PROBLEM DETAILS
Reading the records below, count the lines in which the string "found" appears; write the number only.

════

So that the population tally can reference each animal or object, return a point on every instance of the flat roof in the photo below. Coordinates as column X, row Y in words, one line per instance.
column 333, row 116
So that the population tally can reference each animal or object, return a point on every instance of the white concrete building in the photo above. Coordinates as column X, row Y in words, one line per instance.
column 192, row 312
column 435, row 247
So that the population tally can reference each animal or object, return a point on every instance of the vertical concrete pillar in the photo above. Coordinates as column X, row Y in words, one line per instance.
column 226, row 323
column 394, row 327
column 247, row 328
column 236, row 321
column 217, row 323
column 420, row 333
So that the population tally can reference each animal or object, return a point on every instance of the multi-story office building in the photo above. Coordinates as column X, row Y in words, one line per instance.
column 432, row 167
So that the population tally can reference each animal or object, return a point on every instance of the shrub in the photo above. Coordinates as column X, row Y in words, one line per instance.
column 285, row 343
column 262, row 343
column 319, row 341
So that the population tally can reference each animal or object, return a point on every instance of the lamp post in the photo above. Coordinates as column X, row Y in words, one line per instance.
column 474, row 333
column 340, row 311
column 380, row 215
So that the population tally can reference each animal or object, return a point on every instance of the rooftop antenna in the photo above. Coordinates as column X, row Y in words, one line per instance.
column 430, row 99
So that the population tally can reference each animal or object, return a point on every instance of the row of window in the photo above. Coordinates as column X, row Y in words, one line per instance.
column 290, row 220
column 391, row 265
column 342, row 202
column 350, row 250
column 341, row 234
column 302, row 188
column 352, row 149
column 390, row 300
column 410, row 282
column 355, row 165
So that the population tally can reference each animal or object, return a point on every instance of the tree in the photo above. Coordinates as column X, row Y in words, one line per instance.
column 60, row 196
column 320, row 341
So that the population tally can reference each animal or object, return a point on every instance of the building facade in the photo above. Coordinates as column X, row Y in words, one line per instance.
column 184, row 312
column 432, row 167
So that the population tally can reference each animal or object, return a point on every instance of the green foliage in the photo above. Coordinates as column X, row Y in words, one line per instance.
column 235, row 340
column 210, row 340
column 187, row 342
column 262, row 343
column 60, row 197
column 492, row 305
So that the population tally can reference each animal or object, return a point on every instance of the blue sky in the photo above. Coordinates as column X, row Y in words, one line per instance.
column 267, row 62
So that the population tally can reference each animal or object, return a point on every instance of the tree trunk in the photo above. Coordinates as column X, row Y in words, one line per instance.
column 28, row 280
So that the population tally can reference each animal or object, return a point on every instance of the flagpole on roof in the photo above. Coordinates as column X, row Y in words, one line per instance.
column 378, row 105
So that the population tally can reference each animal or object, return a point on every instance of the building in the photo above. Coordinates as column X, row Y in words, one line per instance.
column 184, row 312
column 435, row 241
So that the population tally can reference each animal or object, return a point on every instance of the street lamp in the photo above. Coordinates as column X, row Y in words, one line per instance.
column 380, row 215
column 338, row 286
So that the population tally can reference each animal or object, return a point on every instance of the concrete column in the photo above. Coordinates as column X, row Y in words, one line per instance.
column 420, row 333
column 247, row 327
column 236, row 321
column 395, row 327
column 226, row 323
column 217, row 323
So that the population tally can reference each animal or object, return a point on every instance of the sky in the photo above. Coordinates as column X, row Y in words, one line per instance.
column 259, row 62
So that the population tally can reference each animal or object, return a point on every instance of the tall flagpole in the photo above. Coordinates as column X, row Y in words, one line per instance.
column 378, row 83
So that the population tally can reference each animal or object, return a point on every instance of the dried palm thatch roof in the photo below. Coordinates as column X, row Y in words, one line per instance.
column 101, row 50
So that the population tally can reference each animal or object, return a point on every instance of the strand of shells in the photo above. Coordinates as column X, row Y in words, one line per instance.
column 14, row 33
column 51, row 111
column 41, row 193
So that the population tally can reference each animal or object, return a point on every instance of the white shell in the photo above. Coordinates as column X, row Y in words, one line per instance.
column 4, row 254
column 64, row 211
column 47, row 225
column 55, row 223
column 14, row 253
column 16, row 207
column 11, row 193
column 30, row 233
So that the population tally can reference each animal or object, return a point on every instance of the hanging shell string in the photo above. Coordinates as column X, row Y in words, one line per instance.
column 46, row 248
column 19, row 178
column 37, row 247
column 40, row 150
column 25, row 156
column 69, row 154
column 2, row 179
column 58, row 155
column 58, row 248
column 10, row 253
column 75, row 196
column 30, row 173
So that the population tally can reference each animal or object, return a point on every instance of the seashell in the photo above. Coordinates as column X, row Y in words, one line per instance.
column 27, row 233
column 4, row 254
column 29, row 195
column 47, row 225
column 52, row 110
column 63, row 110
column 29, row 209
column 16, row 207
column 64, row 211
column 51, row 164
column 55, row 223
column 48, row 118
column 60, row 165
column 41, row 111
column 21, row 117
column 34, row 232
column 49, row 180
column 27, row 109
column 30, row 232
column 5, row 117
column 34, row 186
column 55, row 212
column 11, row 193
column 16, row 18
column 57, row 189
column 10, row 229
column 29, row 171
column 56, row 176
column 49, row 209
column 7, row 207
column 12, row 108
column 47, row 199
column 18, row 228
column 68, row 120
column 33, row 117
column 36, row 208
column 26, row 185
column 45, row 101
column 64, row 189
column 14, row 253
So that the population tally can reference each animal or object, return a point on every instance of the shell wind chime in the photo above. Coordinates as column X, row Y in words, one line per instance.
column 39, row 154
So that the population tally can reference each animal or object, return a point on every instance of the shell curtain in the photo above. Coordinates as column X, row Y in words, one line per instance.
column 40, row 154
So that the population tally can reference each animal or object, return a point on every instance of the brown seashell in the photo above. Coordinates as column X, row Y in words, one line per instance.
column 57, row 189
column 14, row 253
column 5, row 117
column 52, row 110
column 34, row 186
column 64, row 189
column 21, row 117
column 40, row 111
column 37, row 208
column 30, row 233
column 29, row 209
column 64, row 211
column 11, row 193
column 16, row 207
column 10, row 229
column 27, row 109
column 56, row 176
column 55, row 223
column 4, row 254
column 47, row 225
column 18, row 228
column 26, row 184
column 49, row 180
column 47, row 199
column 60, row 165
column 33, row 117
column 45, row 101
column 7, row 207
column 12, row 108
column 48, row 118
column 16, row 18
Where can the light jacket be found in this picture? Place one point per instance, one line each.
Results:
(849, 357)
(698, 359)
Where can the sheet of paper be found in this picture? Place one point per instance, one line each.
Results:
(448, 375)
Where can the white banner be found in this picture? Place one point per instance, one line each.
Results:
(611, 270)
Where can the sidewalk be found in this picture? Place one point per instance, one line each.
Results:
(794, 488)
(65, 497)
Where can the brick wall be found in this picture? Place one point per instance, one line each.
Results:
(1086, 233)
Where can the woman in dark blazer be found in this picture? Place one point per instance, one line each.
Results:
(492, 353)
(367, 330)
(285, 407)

════

SOLVED PROBLEM
6